### BRIEF
Rewrite the listing below, changing every "instance" to "occurrence" and leaving the rest untouched.

:: MATERIAL PROVIDED ::

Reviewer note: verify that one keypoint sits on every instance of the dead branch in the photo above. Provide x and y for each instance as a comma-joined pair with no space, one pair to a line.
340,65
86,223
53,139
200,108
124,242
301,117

:::

### ANSWER TO THIS EXERCISE
Reviewer note: verify that one keypoint sits on every occurrence of the dead branch in the photo above. Provide x and y for each occurrence as a comma-joined pair with no space, one pair to a line.
340,65
86,223
53,139
200,108
124,242
301,117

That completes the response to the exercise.